AIM OF THE EXERCISE: Would you copy each line of the records that includes the word "building"?

LISTED ENTRIES:
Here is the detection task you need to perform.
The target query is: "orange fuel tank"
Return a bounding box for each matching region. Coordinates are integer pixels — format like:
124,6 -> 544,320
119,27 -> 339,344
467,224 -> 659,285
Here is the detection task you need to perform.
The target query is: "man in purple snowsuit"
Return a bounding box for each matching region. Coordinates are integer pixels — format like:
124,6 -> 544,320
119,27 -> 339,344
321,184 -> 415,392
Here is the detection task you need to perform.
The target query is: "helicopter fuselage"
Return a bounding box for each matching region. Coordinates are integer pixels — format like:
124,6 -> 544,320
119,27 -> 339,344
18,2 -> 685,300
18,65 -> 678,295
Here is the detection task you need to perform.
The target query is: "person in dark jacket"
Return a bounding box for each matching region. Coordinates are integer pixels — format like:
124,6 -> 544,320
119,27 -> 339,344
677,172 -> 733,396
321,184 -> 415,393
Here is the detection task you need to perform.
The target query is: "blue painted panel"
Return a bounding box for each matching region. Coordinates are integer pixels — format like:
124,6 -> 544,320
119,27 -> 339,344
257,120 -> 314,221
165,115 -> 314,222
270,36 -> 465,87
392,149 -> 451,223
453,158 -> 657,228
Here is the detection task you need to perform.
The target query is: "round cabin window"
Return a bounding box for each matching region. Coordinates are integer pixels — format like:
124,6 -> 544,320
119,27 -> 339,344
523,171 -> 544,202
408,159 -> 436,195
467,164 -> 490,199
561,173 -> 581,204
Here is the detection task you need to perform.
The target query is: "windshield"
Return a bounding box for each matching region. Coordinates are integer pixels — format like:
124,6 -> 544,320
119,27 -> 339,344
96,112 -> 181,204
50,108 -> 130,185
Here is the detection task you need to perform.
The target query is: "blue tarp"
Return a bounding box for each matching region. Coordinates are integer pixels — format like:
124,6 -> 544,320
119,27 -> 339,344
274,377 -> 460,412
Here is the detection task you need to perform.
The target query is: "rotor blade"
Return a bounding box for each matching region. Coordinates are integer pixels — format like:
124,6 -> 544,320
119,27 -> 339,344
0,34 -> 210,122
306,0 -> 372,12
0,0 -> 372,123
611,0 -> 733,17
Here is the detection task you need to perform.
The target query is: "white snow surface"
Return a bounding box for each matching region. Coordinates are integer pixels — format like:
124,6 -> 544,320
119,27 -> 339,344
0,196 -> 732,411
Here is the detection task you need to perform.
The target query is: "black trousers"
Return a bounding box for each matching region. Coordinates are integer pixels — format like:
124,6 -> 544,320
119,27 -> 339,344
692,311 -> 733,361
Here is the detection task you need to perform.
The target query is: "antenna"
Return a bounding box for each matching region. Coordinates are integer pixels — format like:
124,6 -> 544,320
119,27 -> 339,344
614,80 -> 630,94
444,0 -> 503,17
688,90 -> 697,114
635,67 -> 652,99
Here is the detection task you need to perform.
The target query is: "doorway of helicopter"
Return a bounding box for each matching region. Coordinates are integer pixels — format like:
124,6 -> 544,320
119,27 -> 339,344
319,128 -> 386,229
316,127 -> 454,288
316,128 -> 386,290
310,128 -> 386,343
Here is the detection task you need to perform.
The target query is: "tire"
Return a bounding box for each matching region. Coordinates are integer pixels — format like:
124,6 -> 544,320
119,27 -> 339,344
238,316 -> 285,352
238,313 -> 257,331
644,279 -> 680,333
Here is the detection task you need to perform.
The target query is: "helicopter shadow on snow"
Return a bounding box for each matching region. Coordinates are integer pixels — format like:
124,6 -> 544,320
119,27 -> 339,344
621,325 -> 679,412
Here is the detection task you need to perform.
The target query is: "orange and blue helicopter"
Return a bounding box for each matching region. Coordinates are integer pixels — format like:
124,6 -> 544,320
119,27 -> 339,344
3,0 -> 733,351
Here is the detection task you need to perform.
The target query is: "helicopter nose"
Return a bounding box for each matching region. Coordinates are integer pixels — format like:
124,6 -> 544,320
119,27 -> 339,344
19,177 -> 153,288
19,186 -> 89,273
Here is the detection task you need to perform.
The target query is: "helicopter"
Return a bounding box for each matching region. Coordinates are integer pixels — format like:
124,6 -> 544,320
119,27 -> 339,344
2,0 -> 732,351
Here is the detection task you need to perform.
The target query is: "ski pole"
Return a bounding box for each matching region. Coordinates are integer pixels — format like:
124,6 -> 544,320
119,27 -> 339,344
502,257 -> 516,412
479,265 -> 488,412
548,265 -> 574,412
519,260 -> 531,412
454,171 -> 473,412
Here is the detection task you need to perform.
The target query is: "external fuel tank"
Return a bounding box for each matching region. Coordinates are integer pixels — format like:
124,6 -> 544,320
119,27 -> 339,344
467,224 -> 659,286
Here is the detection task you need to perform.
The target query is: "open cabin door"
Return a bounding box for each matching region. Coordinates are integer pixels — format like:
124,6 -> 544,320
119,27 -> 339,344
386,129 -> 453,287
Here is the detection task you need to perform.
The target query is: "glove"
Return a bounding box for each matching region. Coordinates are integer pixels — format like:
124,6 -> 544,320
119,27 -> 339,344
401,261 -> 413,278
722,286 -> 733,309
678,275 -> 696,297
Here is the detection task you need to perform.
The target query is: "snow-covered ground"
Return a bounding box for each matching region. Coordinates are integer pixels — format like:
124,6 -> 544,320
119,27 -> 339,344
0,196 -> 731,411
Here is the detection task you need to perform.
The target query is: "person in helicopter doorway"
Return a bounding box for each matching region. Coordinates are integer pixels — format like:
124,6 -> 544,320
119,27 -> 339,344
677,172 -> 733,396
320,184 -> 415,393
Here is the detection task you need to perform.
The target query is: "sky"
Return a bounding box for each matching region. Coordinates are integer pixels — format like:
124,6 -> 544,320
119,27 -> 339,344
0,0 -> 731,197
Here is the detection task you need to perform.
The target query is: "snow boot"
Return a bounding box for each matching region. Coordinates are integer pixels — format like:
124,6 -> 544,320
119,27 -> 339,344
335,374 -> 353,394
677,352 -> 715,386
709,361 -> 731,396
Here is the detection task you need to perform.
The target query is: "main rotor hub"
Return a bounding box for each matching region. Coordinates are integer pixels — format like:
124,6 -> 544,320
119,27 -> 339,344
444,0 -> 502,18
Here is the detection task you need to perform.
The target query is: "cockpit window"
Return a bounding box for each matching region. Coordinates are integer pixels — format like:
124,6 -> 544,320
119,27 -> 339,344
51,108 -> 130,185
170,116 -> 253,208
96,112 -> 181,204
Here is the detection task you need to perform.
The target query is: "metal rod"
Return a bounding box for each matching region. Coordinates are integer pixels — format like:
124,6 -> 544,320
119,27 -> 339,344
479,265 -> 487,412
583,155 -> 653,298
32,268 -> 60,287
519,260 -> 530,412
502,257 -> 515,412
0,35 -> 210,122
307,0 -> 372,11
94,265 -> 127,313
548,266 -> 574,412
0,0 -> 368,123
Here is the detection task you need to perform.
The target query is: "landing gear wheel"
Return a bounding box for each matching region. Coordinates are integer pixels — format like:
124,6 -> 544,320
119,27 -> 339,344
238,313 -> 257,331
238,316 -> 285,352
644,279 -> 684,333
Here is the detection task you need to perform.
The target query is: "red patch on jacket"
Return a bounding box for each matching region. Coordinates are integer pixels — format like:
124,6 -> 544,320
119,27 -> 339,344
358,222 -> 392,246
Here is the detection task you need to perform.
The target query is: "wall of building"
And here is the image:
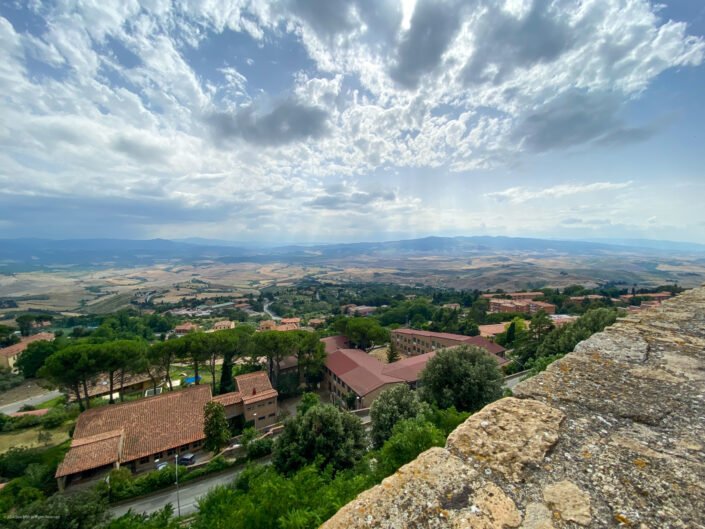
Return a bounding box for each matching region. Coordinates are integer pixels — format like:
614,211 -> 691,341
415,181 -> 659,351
391,331 -> 466,356
243,397 -> 277,428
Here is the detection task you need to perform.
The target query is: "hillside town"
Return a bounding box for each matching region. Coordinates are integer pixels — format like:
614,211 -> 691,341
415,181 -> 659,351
0,280 -> 680,520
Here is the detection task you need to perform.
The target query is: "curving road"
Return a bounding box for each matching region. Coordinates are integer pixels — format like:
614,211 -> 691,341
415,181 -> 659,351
0,389 -> 62,414
263,302 -> 281,321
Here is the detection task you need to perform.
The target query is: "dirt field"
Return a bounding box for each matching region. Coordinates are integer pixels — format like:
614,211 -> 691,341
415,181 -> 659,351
2,251 -> 703,318
0,379 -> 52,406
0,426 -> 69,452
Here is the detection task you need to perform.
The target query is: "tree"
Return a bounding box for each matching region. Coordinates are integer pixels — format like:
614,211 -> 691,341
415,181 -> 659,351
0,324 -> 20,347
39,345 -> 97,411
16,339 -> 58,378
16,314 -> 36,337
252,331 -> 296,389
203,401 -> 231,454
296,392 -> 320,415
386,342 -> 400,363
273,403 -> 367,475
295,332 -> 326,389
529,310 -> 554,344
110,340 -> 148,402
376,418 -> 445,476
149,340 -> 178,391
339,318 -> 389,351
420,345 -> 503,412
182,332 -> 211,386
37,430 -> 52,446
13,488 -> 108,529
106,506 -> 181,529
219,326 -> 254,394
370,384 -> 429,448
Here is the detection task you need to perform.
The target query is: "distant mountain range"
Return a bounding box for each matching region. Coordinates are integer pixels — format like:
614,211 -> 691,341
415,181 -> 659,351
0,235 -> 703,271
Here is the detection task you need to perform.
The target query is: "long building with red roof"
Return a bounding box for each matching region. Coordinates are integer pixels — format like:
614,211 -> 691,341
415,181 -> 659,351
390,328 -> 507,359
56,372 -> 278,489
323,331 -> 507,409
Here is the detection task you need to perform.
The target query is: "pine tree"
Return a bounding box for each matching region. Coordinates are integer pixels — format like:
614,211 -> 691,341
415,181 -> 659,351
203,402 -> 231,454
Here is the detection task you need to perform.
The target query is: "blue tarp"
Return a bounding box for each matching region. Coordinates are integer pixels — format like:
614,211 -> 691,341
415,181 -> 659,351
184,376 -> 201,384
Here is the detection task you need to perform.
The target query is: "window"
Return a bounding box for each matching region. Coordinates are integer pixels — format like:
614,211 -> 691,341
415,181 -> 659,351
268,413 -> 275,418
167,449 -> 175,456
258,416 -> 265,421
154,452 -> 163,459
139,457 -> 149,464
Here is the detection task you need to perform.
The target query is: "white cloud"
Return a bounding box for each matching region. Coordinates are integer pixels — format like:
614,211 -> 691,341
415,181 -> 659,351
485,181 -> 633,204
0,0 -> 702,241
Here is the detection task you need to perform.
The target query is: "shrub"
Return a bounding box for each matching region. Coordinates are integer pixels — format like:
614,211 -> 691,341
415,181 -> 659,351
40,408 -> 69,429
246,438 -> 273,460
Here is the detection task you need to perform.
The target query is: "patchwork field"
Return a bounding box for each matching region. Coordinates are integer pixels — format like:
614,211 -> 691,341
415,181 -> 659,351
1,246 -> 704,320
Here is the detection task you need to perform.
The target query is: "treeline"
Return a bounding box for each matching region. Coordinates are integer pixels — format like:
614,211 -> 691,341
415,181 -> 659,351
494,308 -> 621,374
21,326 -> 326,411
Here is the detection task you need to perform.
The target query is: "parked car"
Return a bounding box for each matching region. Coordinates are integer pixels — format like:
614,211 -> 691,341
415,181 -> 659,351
154,459 -> 169,471
178,453 -> 196,466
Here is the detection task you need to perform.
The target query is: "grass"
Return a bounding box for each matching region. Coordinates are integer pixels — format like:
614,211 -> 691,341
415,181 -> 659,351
35,395 -> 67,409
0,426 -> 69,452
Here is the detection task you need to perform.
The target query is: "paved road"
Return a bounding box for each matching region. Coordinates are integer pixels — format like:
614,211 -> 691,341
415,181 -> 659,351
110,464 -> 249,518
503,371 -> 531,391
0,389 -> 62,414
263,302 -> 281,321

WRITTEN ANSWER:
The target query is: "wall of building"
The target query is: "long building with red roof"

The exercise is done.